Your instructions -
Starting at the line containing "the lawn, find" and continuing through the end of the records, rewrite those lines with "lawn" renamed to "grass" and everything else left as it is.

....................

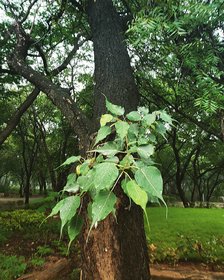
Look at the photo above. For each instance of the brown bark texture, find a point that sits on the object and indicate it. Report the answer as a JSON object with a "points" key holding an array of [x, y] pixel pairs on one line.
{"points": [[117, 248]]}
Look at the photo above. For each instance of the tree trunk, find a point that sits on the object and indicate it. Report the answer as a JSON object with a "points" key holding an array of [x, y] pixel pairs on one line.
{"points": [[113, 73], [117, 249]]}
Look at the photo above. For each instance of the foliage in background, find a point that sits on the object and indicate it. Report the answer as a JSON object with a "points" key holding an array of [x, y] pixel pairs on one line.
{"points": [[11, 267], [195, 235], [21, 219]]}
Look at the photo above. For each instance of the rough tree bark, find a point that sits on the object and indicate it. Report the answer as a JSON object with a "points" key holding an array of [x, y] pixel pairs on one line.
{"points": [[117, 248]]}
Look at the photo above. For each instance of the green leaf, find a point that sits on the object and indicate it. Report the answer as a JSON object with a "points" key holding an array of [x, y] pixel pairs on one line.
{"points": [[74, 228], [127, 161], [143, 110], [103, 132], [70, 160], [85, 182], [145, 151], [109, 149], [68, 210], [134, 116], [122, 128], [133, 132], [112, 159], [137, 194], [105, 119], [102, 206], [149, 119], [160, 128], [71, 185], [165, 117], [150, 179], [105, 175], [84, 168], [114, 109]]}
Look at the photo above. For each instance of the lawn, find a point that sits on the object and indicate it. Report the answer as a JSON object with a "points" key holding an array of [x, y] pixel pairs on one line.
{"points": [[192, 234], [185, 235]]}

....................

Exercise output -
Look at the photo above. For each instance of the grass, find a point that sits on the object and indicate it. Report the answer as a JSON object with a "points" key holding an array of [x, y] pixel pairs on one line.
{"points": [[192, 234], [185, 235]]}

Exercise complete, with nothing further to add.